===== Source records

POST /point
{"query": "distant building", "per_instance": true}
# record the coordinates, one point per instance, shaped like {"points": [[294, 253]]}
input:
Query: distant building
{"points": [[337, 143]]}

==========

• **Work to be completed**
Every entry must be output again, exactly as written above.

• **Response to this task**
POST /point
{"query": "distant building", "per_instance": true}
# record the coordinates, one point per instance, shaped like {"points": [[294, 253]]}
input:
Query: distant building
{"points": [[337, 143]]}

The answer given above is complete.